* STATED PROBLEM *
Reproduce, without any change, every line below from the one containing "Would you kindly point at the dark metal" down to the one containing "<point>702,1093</point>", including both of those lines.

* DATASET CONTENT *
start

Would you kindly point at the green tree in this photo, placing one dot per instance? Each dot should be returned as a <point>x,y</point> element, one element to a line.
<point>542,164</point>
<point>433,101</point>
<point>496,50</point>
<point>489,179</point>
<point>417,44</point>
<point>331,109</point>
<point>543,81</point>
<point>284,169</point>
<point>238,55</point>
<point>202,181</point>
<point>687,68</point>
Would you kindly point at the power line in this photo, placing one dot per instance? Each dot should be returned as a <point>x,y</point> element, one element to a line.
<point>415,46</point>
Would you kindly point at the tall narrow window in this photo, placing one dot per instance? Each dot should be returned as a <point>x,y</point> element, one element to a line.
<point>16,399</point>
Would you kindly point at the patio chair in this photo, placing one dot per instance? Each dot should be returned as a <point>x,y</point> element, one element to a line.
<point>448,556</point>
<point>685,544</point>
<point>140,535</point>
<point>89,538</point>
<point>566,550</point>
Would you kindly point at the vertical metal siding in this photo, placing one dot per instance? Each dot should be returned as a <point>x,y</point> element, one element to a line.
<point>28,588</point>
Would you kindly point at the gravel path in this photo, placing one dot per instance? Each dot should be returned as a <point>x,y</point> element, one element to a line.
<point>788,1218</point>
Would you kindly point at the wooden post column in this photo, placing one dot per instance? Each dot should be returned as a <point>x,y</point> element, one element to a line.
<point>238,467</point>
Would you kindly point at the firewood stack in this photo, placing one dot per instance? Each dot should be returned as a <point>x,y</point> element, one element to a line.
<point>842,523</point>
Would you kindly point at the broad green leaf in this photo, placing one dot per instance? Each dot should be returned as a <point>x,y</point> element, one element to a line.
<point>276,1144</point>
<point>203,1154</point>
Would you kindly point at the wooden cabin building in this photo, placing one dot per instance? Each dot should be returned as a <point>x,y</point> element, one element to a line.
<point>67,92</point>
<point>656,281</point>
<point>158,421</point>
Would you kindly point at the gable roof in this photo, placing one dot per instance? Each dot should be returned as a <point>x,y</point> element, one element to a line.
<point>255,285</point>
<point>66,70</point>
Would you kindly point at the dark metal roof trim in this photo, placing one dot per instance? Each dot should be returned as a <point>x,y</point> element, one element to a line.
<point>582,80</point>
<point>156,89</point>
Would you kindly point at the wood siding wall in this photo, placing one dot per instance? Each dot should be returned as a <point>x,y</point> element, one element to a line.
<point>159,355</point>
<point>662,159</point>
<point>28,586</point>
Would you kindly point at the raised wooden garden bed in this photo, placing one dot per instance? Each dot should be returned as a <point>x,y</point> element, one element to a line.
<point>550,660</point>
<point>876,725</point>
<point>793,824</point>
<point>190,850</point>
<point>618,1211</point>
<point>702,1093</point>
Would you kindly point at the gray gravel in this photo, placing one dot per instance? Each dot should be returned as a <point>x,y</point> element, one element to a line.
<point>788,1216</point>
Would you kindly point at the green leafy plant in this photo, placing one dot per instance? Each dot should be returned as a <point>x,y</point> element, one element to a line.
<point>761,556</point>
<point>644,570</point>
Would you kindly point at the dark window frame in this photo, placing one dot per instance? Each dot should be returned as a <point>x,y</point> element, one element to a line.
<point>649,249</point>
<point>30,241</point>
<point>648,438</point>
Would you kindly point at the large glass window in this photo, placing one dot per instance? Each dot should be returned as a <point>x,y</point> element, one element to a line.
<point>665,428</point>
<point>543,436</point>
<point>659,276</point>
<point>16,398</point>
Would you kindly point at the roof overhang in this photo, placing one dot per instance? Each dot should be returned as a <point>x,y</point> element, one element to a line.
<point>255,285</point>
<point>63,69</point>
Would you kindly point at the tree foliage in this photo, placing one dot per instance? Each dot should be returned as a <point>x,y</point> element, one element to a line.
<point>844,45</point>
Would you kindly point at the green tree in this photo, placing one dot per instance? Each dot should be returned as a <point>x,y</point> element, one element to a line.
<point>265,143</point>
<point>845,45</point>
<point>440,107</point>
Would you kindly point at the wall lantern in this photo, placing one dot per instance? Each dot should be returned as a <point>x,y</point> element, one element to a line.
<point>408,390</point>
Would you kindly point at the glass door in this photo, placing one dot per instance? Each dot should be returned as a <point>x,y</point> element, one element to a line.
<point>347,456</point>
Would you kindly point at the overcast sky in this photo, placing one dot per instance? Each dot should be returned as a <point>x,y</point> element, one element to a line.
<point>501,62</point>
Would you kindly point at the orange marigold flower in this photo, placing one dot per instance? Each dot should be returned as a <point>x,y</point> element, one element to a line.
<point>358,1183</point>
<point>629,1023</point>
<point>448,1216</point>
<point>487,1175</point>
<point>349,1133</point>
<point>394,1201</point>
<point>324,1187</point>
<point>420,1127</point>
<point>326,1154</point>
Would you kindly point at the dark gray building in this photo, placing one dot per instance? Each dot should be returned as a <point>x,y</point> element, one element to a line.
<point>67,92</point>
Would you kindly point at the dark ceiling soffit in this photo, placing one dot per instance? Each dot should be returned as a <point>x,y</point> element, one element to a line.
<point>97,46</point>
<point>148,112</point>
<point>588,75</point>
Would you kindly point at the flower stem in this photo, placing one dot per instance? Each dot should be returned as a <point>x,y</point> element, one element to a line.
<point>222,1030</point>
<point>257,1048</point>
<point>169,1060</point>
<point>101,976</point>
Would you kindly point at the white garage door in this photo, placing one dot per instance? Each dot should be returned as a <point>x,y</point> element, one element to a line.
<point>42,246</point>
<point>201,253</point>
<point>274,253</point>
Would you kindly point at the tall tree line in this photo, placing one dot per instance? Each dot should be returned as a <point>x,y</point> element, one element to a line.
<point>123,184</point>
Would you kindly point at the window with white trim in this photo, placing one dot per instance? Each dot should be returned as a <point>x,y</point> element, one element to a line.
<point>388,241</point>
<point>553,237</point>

end

* SOLUTION TO THE PROBLEM *
Would you kindly point at the dark metal roof trim in this photo, placing one dot per instance? Each dot should be returned as a <point>x,y</point> element, one element to a line.
<point>582,80</point>
<point>156,89</point>
Would you kindly point at the wood siding wall in this photo, placing one dot per instance? Each dot should be returned as a <point>x,y</point> element, one element to a line.
<point>159,355</point>
<point>662,159</point>
<point>28,586</point>
Would you kindly point at the raised wooden garden bed in this photo, placing one dot per instance? Each dot should be returned as a <point>x,y</point> element, one element to a line.
<point>550,660</point>
<point>876,725</point>
<point>793,824</point>
<point>190,850</point>
<point>618,1211</point>
<point>702,1093</point>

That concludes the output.